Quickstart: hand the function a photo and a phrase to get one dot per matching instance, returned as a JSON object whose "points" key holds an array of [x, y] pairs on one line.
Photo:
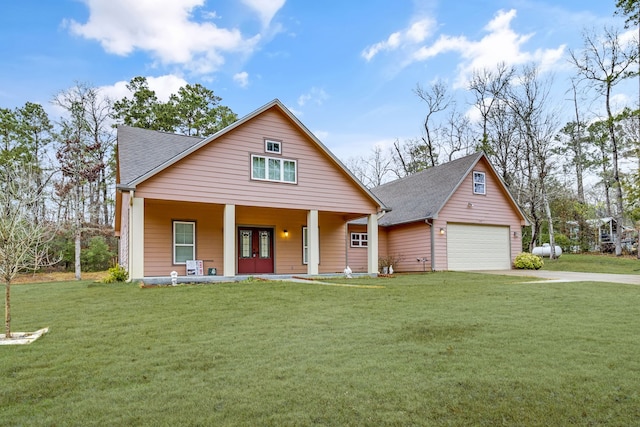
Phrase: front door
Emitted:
{"points": [[255, 250]]}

━━━━━━━━

## What to work on
Render the records above as a two-column CSV with the headers "label" and "points" and one row per record. Place each record's text and its answer in a single quoted field, with line breaks replaced by spaces, and omit the pictures.

## In response
label,points
"Quickstart: hand the function a photo and a phrase to get one dot per matching instance, returned as a JSON object whose ""points"" key holds an array of [x, y] pairs on one line. Photo: Phrase: front door Emitted:","{""points"": [[255, 250]]}"